DIRECTIONS
Produce an exact copy of the lines from the line containing "black glasses in the photo above." through the last line of the entries below, and only those lines.

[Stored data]
****************************************

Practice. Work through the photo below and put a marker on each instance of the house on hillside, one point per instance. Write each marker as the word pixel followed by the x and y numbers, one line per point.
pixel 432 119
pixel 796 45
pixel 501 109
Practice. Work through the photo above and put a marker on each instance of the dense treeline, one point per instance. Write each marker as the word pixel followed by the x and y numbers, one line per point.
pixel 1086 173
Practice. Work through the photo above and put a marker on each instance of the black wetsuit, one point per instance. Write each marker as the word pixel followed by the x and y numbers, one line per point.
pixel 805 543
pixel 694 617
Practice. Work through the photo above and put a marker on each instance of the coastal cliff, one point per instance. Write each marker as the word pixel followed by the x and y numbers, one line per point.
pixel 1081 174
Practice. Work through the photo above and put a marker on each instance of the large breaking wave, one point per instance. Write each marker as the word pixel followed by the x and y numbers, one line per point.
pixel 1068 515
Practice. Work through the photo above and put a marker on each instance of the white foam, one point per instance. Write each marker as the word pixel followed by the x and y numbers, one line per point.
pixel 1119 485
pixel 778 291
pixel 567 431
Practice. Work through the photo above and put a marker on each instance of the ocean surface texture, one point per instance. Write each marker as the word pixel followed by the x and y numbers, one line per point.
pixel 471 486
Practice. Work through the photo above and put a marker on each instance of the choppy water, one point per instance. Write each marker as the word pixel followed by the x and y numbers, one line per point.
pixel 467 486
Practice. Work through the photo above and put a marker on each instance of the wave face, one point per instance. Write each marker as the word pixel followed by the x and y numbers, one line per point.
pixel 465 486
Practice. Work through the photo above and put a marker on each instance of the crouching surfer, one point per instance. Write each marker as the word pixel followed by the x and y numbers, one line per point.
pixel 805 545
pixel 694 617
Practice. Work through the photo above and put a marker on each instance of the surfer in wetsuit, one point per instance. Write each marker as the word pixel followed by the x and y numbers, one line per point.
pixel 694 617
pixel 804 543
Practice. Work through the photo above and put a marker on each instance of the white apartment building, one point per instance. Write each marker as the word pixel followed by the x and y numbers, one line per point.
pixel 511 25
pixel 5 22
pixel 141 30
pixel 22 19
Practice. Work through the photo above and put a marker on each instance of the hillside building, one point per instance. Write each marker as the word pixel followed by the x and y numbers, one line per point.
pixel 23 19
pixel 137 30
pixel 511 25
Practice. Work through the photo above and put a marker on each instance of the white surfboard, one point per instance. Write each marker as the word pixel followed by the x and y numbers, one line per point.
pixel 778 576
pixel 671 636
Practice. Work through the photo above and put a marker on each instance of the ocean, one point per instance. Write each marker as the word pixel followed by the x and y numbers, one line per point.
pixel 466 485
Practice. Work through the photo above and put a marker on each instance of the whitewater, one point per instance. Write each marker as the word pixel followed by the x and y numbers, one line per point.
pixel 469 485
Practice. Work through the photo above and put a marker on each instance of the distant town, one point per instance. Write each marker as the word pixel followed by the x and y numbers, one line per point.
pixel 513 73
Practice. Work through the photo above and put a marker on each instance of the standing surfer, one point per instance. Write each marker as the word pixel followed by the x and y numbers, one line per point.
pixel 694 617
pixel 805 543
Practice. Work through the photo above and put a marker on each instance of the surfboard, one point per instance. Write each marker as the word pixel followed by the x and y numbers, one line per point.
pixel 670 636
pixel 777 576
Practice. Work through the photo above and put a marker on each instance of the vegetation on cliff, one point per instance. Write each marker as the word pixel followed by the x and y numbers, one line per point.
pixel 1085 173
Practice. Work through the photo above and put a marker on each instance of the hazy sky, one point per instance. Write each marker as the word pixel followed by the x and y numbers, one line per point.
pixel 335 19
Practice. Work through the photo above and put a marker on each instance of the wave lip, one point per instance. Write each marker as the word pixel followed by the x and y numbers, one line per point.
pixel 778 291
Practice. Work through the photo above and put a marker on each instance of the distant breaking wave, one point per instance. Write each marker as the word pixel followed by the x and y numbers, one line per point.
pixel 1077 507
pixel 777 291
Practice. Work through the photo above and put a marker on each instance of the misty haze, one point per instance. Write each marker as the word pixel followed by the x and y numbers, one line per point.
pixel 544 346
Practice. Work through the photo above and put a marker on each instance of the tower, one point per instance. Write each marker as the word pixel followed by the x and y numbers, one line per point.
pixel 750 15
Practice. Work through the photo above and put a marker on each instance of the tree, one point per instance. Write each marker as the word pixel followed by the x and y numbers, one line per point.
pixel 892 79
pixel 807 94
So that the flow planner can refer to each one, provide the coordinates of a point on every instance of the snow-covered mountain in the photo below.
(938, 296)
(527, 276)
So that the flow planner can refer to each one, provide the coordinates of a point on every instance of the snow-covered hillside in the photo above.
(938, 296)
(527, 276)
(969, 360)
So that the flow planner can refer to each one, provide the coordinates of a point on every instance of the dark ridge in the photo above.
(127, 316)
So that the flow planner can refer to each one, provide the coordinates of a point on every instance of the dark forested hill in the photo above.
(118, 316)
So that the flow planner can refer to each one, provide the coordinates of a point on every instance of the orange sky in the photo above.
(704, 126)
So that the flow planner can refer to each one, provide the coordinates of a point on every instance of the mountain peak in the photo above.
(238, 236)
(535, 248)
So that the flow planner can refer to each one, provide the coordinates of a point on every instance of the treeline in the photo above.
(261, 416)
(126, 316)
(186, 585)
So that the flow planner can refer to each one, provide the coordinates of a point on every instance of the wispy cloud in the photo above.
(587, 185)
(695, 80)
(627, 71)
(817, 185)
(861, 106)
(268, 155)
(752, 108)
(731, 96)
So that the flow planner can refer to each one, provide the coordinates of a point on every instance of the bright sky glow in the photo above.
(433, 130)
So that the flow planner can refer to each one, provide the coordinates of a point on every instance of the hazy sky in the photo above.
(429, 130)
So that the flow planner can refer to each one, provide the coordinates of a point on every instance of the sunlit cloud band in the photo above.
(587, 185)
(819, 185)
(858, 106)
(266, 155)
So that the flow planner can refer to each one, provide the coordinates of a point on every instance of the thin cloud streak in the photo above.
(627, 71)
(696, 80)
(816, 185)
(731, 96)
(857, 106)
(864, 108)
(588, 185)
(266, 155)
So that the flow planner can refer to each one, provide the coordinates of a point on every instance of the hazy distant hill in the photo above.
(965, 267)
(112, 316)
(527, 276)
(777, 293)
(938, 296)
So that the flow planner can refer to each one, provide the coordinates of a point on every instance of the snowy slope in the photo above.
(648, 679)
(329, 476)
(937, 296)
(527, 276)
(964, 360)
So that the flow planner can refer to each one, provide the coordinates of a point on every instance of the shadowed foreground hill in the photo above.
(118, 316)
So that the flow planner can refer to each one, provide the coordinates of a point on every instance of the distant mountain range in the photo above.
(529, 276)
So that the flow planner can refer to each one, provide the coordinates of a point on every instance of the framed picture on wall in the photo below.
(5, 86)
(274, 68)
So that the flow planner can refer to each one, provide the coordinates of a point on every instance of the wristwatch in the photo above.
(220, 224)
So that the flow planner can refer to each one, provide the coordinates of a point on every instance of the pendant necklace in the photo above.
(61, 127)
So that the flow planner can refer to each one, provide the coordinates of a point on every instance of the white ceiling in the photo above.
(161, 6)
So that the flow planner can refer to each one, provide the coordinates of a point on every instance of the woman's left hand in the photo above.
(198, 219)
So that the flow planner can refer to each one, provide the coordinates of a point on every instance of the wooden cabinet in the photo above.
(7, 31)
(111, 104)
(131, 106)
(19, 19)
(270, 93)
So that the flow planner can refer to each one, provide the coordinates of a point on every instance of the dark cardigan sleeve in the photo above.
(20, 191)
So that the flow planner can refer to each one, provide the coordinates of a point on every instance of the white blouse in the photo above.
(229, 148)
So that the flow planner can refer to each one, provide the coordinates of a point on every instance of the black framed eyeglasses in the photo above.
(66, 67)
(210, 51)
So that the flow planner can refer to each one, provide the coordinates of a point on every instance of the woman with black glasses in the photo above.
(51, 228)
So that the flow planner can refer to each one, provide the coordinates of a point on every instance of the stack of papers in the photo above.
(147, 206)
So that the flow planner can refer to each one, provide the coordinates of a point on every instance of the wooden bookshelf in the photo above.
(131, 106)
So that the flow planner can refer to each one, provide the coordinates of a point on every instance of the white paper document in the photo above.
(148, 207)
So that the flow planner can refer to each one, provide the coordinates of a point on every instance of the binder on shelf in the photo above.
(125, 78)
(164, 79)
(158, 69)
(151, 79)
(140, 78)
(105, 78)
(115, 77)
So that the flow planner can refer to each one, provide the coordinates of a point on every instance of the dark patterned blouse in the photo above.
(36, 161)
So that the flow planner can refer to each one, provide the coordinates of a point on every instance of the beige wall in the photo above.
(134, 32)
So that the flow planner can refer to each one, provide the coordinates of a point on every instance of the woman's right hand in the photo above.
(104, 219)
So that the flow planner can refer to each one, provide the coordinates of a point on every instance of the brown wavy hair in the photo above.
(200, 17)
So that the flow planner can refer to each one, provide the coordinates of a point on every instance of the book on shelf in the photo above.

****************************************

RESPONSE TO THE TASK
So that the flow planner can refer to each one, provide the coordinates of a point on every instance of the woman with black glasses in the photo above.
(51, 228)
So that the flow planner can refer to each one, provide the coordinates of a point on every instance of the stack of papers in the photo above.
(147, 206)
So that the flow planner can refer to each one, provide the coordinates of a point on every instance of the wooden bookshelf in the photo above.
(131, 106)
So that the flow planner can refer to each one, provide the coordinates of a point on every instance of the white paper document in the photo above.
(148, 207)
So that the flow planner can refer to each one, provide the coordinates of a point on every instance of the binder on shelf in the photo above.
(125, 78)
(164, 79)
(158, 69)
(151, 79)
(140, 78)
(105, 78)
(115, 77)
So that the flow planner can refer to each one, provide the coordinates of a point on every instance of the dark patterned blouse in the photo above.
(36, 161)
So that the flow planner can refer to each one, provide the coordinates of a point on every instance of the beige wall in the photo above.
(134, 32)
So that the flow planner can refer to each one, provide the coordinates of a point on every instance of the woman's right hand in the photo above.
(104, 219)
So that the flow planner can refer to each one, provide the coordinates of a point on every instance of the brown wavy hair in the photo above.
(200, 17)
So that the flow planner can refer to each one, provide the coordinates of a point on every instance of the book on shelf in the photo above.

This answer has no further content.